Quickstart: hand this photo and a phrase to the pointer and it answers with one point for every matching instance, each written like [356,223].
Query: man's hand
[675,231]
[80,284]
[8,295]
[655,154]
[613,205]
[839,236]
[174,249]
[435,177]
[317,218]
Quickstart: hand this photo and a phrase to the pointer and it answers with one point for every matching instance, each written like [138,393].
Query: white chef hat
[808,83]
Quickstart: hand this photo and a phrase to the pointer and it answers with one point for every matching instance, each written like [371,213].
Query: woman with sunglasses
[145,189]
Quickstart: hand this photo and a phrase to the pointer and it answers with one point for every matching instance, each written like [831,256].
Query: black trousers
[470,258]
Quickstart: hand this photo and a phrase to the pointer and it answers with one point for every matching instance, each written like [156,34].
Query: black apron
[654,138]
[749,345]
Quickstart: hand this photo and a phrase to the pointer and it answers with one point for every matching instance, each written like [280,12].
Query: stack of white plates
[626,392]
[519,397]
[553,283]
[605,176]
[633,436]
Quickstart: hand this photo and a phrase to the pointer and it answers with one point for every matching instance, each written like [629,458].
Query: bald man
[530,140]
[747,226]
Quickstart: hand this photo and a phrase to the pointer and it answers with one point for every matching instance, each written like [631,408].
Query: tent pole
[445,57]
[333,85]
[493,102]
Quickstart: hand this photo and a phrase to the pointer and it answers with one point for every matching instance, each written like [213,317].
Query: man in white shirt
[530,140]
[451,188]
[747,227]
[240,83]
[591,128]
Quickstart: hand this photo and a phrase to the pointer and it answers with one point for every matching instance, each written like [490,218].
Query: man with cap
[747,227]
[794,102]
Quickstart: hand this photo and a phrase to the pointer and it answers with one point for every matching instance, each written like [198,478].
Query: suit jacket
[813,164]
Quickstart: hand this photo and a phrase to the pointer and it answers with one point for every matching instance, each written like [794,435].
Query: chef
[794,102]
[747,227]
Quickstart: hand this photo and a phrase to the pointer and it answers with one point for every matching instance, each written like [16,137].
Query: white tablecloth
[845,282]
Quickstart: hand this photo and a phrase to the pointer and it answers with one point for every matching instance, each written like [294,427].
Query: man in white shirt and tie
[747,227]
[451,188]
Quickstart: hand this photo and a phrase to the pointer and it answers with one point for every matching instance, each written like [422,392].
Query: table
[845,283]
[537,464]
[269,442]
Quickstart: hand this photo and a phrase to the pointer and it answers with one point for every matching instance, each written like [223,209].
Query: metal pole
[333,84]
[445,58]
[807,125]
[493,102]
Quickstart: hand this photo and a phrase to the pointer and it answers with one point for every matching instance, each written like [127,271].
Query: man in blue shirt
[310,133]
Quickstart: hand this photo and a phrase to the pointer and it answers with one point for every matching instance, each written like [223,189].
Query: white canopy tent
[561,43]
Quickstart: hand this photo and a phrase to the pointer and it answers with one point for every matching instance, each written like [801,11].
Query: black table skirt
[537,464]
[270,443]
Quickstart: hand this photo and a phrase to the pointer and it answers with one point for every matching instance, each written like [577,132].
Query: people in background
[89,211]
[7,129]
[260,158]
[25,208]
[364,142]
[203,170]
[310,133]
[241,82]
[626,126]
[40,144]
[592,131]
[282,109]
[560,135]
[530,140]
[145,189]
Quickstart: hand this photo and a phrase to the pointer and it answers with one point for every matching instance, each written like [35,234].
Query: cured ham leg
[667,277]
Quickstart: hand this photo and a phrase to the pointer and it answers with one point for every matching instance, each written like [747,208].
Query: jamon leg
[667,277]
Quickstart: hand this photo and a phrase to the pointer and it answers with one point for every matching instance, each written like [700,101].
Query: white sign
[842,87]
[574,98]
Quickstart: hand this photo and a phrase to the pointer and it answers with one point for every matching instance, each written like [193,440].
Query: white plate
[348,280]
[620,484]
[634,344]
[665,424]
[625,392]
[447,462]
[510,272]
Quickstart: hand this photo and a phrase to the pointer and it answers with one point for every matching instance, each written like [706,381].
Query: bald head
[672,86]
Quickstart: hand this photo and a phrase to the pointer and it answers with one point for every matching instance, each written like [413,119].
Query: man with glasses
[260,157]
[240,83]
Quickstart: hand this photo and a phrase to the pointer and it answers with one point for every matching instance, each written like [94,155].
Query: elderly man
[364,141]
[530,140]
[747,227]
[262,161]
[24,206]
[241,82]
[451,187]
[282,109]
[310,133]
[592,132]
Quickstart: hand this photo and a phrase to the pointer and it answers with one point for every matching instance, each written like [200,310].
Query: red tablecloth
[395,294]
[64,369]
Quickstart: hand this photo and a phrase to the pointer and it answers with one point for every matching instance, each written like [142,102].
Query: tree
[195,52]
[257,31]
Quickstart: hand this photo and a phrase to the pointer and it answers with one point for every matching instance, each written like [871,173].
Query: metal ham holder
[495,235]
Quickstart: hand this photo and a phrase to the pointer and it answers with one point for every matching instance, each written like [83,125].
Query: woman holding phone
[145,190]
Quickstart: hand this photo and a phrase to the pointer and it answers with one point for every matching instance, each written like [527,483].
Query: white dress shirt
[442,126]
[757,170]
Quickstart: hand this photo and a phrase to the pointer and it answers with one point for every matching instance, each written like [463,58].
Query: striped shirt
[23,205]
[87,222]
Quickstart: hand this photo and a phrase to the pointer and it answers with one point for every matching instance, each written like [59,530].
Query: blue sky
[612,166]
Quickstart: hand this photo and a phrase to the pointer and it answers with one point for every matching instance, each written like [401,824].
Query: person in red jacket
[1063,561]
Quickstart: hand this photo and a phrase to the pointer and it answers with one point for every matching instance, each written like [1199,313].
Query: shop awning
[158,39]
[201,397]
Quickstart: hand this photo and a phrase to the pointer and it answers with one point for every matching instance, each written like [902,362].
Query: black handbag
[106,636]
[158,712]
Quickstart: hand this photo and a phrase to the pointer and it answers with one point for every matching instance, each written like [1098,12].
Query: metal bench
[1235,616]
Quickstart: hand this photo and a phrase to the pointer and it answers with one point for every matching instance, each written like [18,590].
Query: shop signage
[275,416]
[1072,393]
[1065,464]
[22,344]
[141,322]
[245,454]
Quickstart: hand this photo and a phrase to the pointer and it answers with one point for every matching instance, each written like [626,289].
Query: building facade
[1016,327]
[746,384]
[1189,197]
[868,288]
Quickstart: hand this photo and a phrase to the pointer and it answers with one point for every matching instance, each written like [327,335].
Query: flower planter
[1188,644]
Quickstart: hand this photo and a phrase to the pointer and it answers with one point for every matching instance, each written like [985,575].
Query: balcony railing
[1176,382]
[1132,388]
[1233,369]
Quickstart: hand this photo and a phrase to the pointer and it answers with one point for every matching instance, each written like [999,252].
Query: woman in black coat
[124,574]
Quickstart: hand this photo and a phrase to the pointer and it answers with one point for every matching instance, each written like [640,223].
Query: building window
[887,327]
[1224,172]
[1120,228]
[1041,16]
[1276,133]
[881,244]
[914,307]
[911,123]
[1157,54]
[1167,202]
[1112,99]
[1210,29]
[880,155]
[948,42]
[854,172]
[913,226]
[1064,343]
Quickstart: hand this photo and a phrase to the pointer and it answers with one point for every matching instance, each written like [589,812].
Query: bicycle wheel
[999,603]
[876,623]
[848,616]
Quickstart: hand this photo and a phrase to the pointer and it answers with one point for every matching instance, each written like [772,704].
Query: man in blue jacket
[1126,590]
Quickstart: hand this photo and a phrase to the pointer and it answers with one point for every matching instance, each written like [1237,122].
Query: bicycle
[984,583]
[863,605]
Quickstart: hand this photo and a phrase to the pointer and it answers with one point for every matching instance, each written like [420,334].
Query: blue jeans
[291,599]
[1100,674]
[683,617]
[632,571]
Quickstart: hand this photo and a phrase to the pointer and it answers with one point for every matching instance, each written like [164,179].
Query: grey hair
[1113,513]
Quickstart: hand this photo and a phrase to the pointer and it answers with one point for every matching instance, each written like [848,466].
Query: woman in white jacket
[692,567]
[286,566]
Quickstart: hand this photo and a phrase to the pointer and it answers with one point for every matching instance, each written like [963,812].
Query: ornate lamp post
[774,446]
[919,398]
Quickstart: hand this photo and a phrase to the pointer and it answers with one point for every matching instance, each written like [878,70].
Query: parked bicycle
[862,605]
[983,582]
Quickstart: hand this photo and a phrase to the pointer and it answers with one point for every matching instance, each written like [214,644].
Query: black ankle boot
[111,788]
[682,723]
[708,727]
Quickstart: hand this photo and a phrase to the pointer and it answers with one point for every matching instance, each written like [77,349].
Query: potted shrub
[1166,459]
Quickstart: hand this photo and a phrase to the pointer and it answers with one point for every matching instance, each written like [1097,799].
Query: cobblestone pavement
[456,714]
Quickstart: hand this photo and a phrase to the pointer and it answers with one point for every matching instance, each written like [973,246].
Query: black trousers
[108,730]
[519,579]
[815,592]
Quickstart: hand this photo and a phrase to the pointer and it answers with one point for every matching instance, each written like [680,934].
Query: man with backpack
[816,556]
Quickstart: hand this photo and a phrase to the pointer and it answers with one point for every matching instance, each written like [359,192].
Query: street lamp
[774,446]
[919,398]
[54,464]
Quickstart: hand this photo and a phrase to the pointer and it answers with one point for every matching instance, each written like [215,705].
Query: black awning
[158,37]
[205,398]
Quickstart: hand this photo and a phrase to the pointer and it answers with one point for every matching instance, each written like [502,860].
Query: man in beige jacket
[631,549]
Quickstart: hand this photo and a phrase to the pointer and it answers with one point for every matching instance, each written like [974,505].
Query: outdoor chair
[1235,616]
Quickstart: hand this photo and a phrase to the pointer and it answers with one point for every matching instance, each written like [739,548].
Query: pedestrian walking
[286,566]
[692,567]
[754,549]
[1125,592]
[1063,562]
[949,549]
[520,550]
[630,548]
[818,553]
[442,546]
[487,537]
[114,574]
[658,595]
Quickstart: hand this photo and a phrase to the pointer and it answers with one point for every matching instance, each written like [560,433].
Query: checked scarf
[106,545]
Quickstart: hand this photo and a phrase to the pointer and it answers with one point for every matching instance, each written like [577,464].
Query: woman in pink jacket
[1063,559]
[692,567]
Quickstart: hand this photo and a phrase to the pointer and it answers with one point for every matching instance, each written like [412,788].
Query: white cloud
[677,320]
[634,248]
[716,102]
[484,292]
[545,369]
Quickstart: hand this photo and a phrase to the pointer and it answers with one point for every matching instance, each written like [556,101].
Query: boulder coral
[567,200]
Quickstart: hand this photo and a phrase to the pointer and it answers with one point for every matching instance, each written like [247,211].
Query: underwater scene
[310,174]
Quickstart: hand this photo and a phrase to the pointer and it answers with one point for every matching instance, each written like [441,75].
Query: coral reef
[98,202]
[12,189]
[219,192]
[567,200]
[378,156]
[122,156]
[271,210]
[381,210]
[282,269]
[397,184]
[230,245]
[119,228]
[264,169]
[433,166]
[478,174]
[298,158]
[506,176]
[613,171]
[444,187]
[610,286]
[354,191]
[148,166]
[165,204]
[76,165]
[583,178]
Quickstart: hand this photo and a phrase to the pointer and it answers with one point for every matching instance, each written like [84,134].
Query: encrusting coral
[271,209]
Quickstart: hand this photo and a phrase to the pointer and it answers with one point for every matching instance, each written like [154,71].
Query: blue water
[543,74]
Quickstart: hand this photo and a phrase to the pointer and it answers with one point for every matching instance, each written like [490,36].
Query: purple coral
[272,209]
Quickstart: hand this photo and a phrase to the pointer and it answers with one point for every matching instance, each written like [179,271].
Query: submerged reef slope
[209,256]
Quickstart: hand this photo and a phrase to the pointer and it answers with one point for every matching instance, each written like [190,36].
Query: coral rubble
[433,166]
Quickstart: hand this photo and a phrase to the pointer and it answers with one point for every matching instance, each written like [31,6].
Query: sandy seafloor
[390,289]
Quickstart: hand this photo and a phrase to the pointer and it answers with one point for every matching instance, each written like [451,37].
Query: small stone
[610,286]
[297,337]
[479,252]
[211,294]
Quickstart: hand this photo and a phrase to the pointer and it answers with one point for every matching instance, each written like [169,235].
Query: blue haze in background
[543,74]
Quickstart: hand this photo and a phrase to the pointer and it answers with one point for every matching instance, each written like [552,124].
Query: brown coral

^^^^^^^^

_Problem requirements:_ Reproduce the items word for word, from the line containing "written like [190,36]." through the final line of the items, with both of those lines included.

_The reply:_
Quickstart: hand this photo and a phrase to the pointer and it answers with one point for every matching instance, each written like [190,36].
Query: coral rubble
[433,166]
Quickstart: hand this photo and a phrase to the pointer and it answers with one point for every matching instance, each written like [31,6].
Query: sandy seafloor
[390,289]
Quickstart: hand this photo and a phrase to the pointer and it answers with one point for every matching instance, each written like [451,37].
Query: small stone
[610,286]
[297,337]
[479,252]
[211,294]
Quickstart: hand this photo and a phrase to the pointer and it answers with one point for every matching instance, each written like [169,235].
Query: blue haze in background
[543,74]
Quickstart: hand this photo and a phrase to the pointer and it answers with one point for every matching instance, each written like [552,124].
Query: brown coral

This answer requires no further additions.